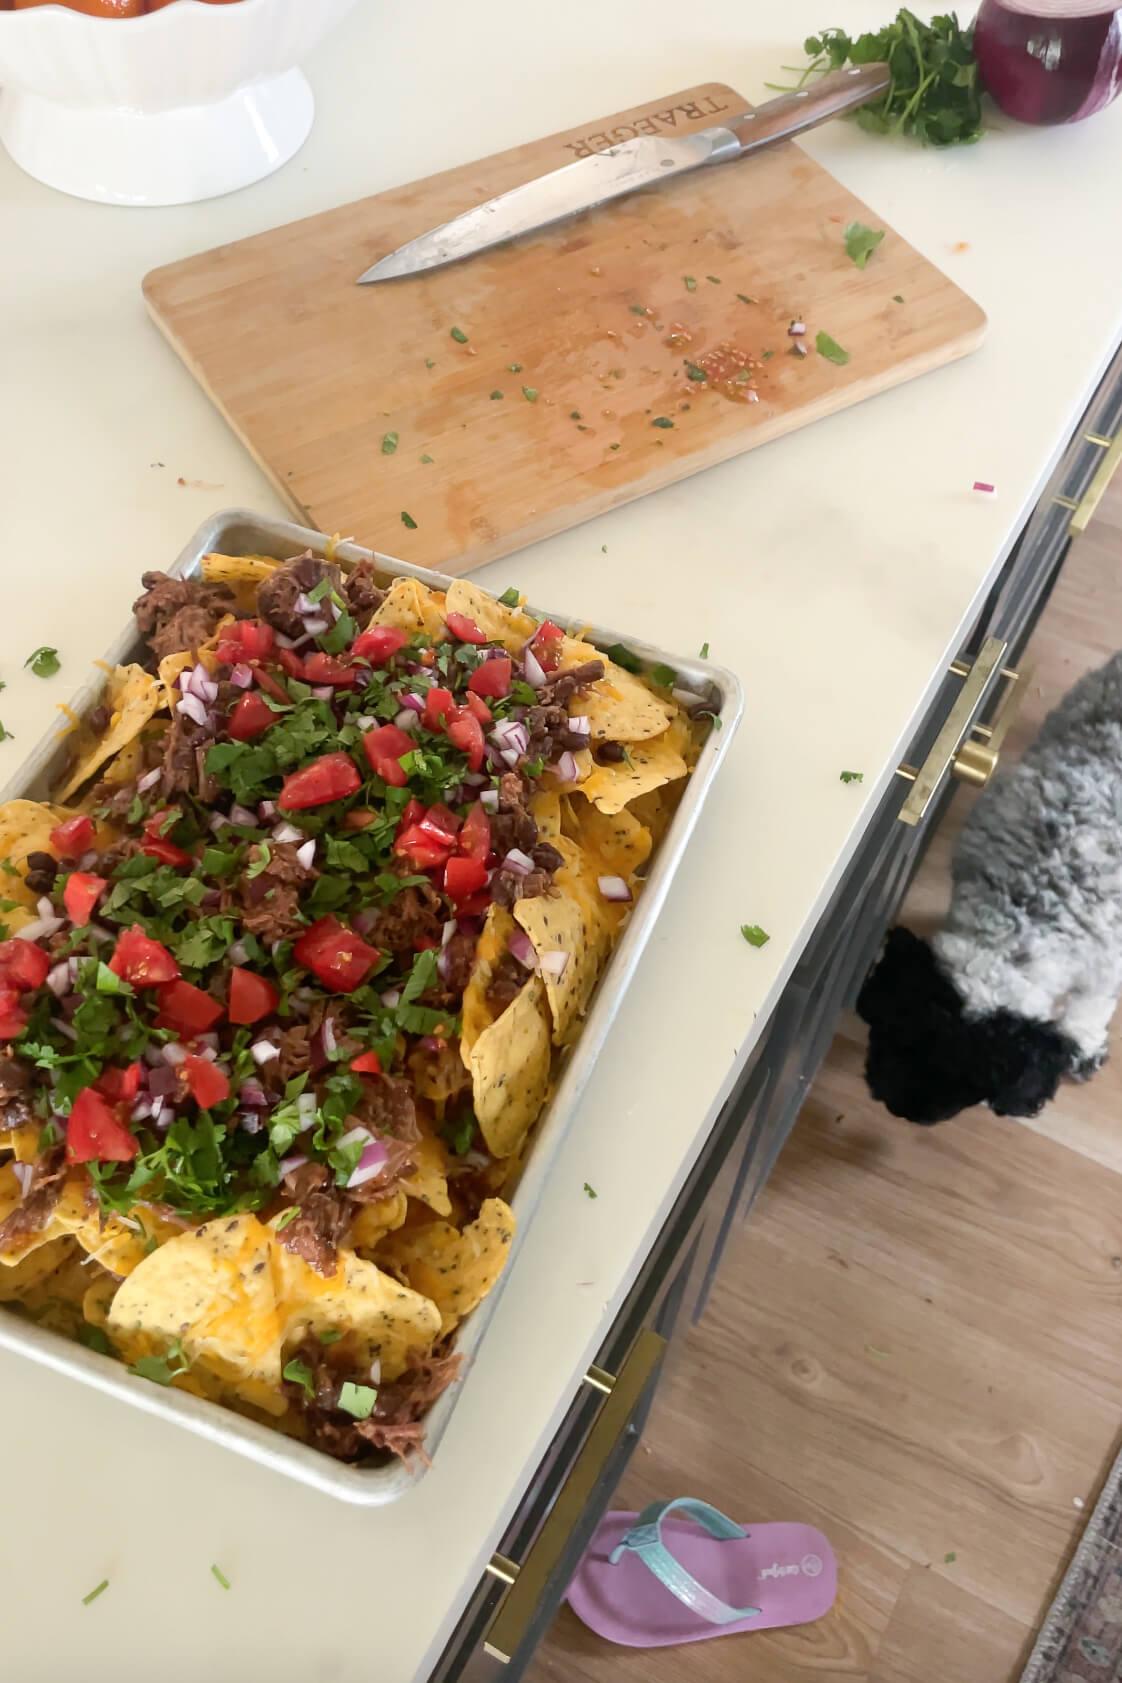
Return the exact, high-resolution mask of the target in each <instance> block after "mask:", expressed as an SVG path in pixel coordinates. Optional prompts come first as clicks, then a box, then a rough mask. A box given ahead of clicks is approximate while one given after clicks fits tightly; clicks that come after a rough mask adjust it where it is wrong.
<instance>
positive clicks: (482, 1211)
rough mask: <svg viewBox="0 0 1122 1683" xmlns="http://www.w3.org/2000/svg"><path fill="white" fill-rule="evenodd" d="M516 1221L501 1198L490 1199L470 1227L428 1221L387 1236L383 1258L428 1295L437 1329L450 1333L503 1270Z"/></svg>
mask: <svg viewBox="0 0 1122 1683" xmlns="http://www.w3.org/2000/svg"><path fill="white" fill-rule="evenodd" d="M515 1225H516V1224H515V1212H513V1210H511V1208H510V1207H508V1205H506V1203H503V1200H501V1198H488V1200H486V1202H484V1203H483V1207H481V1208H479V1213H478V1217H476V1218H474V1222H473V1224H471V1225H469V1227H464V1229H463V1230H461V1229H458V1227H451V1225H449V1224H447V1222H426V1224H424V1227H414V1229H410V1230H409V1232H405V1234H395V1235H394V1237H392V1239H387V1242H385V1245H384V1256H385V1261H387V1262H389V1264H390V1266H394V1267H397V1269H400V1272H402V1274H404V1276H405V1279H407V1281H409V1284H410V1286H412V1287H414V1291H421V1293H424V1296H426V1298H431V1299H432V1303H434V1304H436V1308H437V1309H439V1313H441V1333H451V1330H453V1328H454V1326H456V1325H458V1323H459V1321H463V1318H464V1314H468V1313H469V1309H474V1306H476V1304H478V1303H481V1301H483V1299H484V1298H486V1294H488V1293H490V1291H491V1289H493V1286H495V1282H496V1279H498V1277H500V1274H501V1272H503V1267H505V1266H506V1257H508V1256H510V1247H511V1240H513V1237H515Z"/></svg>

▬▬▬▬▬▬

WHAT IS NEEDED = Every line above should be transcribed exactly, though no image should be carried over.

ANSWER TO THIS EXERCISE =
Return the exact, high-resolution mask of the target in each <instance> block after "mask:", expressed as an SVG path in pixel coordinates. Optional prompts come first as clicks, then a box, then a rough mask. A box given ahead of clicks is approximate while one given after clicks fits tightly; clicks that come after a rough mask adjust it where it is wrong.
<instance>
positive clicks: (482, 1211)
rough mask: <svg viewBox="0 0 1122 1683" xmlns="http://www.w3.org/2000/svg"><path fill="white" fill-rule="evenodd" d="M516 1221L501 1198L490 1199L470 1227L428 1221L387 1236L383 1258L428 1295L437 1329L450 1333L503 1270Z"/></svg>
mask: <svg viewBox="0 0 1122 1683" xmlns="http://www.w3.org/2000/svg"><path fill="white" fill-rule="evenodd" d="M515 1225H516V1224H515V1212H513V1210H511V1208H510V1207H508V1205H506V1203H503V1200H501V1198H488V1200H486V1202H484V1203H483V1207H481V1208H479V1213H478V1217H476V1218H474V1222H473V1224H471V1225H469V1227H464V1229H463V1230H461V1229H458V1227H451V1225H449V1224H447V1222H426V1224H424V1227H414V1229H410V1230H409V1232H405V1234H395V1235H394V1237H392V1239H387V1242H385V1245H384V1256H385V1261H387V1262H389V1264H390V1266H394V1267H397V1269H400V1272H402V1274H404V1276H405V1279H407V1281H409V1284H410V1286H412V1287H414V1291H421V1293H424V1296H426V1298H431V1299H432V1303H434V1304H436V1308H437V1309H439V1313H441V1333H451V1330H453V1328H454V1326H456V1325H458V1323H459V1321H463V1318H464V1314H468V1313H469V1309H474V1306H476V1304H478V1303H481V1301H483V1299H484V1298H486V1294H488V1293H490V1291H491V1289H493V1286H495V1282H496V1279H498V1277H500V1274H501V1272H503V1267H505V1266H506V1257H508V1256H510V1247H511V1240H513V1237H515Z"/></svg>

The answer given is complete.